__TASK BRIEF__
Please write out the listing below again in its exact form.

__EXTRACTED INFORMATION__
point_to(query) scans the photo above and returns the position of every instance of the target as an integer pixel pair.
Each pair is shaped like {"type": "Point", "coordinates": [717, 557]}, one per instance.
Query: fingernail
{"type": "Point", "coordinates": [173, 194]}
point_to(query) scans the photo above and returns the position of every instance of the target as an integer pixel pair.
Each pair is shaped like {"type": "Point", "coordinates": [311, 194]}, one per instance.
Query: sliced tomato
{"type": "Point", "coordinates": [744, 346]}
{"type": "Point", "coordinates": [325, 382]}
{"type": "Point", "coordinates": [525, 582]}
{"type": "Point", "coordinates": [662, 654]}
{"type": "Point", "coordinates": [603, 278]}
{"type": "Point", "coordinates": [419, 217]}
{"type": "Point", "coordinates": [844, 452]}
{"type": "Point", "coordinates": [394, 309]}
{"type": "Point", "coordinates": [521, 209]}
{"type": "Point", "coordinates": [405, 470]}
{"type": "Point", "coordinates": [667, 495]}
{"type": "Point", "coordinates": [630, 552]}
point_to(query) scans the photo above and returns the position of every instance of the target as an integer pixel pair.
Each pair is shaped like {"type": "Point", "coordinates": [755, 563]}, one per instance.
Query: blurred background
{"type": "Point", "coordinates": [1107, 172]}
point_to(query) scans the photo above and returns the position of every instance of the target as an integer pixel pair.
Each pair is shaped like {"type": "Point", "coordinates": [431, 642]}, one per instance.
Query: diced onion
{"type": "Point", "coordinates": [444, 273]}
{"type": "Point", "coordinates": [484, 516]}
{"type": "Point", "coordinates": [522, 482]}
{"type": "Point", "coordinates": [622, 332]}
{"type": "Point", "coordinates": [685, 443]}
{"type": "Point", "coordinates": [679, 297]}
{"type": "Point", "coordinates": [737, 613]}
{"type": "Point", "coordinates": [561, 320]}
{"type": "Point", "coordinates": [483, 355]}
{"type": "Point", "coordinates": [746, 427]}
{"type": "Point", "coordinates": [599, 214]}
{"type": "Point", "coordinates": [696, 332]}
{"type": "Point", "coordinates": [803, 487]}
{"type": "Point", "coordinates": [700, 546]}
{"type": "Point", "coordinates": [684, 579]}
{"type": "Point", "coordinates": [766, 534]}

__TASK SOLUTION__
point_to(query) scans the photo above and returns the position of every instance of the target as an integer pixel pair.
Each pair is shaped like {"type": "Point", "coordinates": [717, 557]}, one per instance.
Query: fingernail
{"type": "Point", "coordinates": [173, 194]}
point_to(query) scans the photo above and returns the position of every instance of the target as an integer pixel pair.
Each pair is shaped like {"type": "Point", "coordinates": [311, 194]}, one per instance.
Query: sliced tomato
{"type": "Point", "coordinates": [744, 346]}
{"type": "Point", "coordinates": [325, 382]}
{"type": "Point", "coordinates": [525, 582]}
{"type": "Point", "coordinates": [662, 654]}
{"type": "Point", "coordinates": [603, 278]}
{"type": "Point", "coordinates": [419, 217]}
{"type": "Point", "coordinates": [844, 452]}
{"type": "Point", "coordinates": [394, 309]}
{"type": "Point", "coordinates": [521, 209]}
{"type": "Point", "coordinates": [405, 470]}
{"type": "Point", "coordinates": [667, 495]}
{"type": "Point", "coordinates": [630, 552]}
point_to(query) scans the photo above and returns the position of every instance of the target as an integer pixel pair.
Each pair is shaped like {"type": "Point", "coordinates": [755, 563]}, one per instance.
Query: blurred background
{"type": "Point", "coordinates": [1107, 172]}
point_to(query) scans the photo above and returns the position of every instance of the target as an integer pixel pair.
Each pair is shaped like {"type": "Point", "coordinates": [431, 642]}, one per instance.
Query: diced onion
{"type": "Point", "coordinates": [444, 273]}
{"type": "Point", "coordinates": [484, 516]}
{"type": "Point", "coordinates": [522, 482]}
{"type": "Point", "coordinates": [622, 332]}
{"type": "Point", "coordinates": [685, 443]}
{"type": "Point", "coordinates": [679, 297]}
{"type": "Point", "coordinates": [737, 613]}
{"type": "Point", "coordinates": [561, 320]}
{"type": "Point", "coordinates": [483, 355]}
{"type": "Point", "coordinates": [746, 427]}
{"type": "Point", "coordinates": [599, 214]}
{"type": "Point", "coordinates": [696, 332]}
{"type": "Point", "coordinates": [803, 487]}
{"type": "Point", "coordinates": [700, 546]}
{"type": "Point", "coordinates": [684, 579]}
{"type": "Point", "coordinates": [766, 534]}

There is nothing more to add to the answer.